• Set problem: Lay out everything from the start of the records down to and including the line that contains "<point>445,424</point>" as a numbered list, omitting blank lines. Leave the pictures out of your answer.

• Data supplied:
## Begin
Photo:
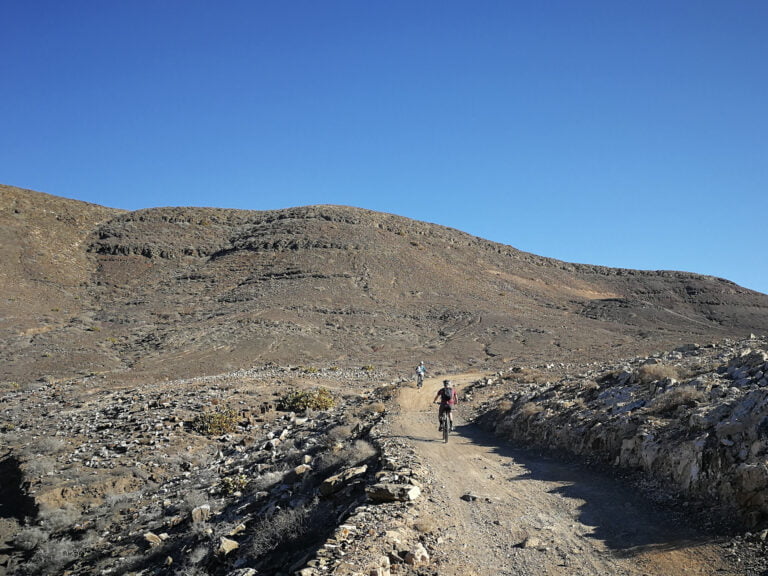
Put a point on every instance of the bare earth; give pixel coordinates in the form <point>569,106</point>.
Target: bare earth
<point>502,511</point>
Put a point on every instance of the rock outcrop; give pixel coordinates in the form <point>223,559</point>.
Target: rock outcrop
<point>694,419</point>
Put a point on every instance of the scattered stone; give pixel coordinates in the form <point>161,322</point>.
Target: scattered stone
<point>152,539</point>
<point>393,492</point>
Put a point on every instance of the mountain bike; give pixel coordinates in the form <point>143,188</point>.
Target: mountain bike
<point>445,424</point>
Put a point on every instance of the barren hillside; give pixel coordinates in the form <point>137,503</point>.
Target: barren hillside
<point>155,365</point>
<point>188,291</point>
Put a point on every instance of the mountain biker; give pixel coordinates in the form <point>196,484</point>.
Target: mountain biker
<point>421,370</point>
<point>448,399</point>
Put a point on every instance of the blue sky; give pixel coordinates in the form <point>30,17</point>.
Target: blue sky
<point>622,133</point>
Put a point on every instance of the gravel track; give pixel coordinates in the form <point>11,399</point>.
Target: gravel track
<point>503,511</point>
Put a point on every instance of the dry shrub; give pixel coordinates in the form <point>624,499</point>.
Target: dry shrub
<point>302,400</point>
<point>528,375</point>
<point>51,556</point>
<point>504,406</point>
<point>234,483</point>
<point>670,400</point>
<point>349,455</point>
<point>655,372</point>
<point>530,409</point>
<point>215,423</point>
<point>425,525</point>
<point>271,532</point>
<point>59,519</point>
<point>30,538</point>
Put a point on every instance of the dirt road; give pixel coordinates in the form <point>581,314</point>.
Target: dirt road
<point>501,511</point>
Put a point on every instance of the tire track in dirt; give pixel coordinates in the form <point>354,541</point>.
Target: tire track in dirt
<point>530,515</point>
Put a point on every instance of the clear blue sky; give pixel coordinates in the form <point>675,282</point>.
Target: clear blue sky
<point>623,133</point>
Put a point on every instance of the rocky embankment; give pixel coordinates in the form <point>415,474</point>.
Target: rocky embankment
<point>210,475</point>
<point>694,420</point>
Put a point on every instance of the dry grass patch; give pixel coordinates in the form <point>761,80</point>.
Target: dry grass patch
<point>672,399</point>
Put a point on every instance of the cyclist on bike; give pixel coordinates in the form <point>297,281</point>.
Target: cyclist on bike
<point>448,399</point>
<point>421,370</point>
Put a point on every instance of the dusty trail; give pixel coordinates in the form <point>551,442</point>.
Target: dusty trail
<point>532,516</point>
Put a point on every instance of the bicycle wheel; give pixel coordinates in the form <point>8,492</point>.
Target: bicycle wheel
<point>446,423</point>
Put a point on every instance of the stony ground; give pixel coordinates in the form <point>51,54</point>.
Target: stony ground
<point>128,486</point>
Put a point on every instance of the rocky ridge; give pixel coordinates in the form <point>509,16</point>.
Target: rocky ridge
<point>184,292</point>
<point>693,420</point>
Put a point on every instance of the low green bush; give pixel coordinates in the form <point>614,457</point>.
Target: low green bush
<point>215,422</point>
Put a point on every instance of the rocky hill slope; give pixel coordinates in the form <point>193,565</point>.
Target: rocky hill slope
<point>154,363</point>
<point>189,291</point>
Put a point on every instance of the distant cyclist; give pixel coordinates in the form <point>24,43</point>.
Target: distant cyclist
<point>448,399</point>
<point>421,371</point>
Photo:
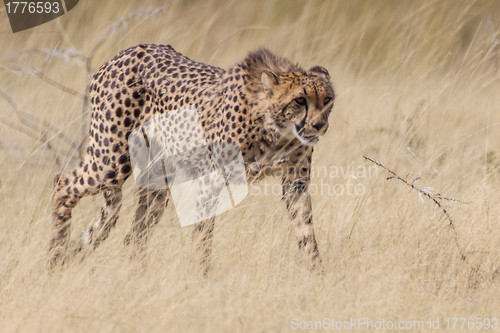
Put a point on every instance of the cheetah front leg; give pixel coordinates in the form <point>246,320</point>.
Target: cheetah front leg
<point>149,210</point>
<point>202,238</point>
<point>296,194</point>
<point>100,230</point>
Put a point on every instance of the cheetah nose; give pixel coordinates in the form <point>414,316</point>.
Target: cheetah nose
<point>318,126</point>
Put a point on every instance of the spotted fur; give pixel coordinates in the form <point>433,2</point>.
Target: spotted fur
<point>272,109</point>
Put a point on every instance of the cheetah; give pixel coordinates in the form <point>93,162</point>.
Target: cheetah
<point>270,108</point>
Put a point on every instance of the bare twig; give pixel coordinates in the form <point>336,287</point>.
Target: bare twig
<point>123,23</point>
<point>435,198</point>
<point>66,54</point>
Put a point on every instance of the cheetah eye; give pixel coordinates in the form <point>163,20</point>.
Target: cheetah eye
<point>301,101</point>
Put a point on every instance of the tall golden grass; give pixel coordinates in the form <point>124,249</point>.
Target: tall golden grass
<point>418,90</point>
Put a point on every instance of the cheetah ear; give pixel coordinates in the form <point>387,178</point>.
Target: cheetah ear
<point>269,81</point>
<point>321,71</point>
## End
• Final result:
1. Photo:
2. Put a point on every instance of the bare earth; give pixel coordinates in the form <point>569,106</point>.
3. Target: bare earth
4. <point>502,511</point>
5. Put a point on every instance of the rock outcrop; give pixel coordinates in the form <point>223,559</point>.
6. Target: rock outcrop
7. <point>694,419</point>
8. Put a point on every instance of the scattered stone; give pixel coordinates in the form <point>161,322</point>.
9. Target: scattered stone
10. <point>152,539</point>
11. <point>393,492</point>
12. Put a point on every instance of the mountain bike; give pixel coordinates in the form <point>143,188</point>.
13. Target: mountain bike
14. <point>445,424</point>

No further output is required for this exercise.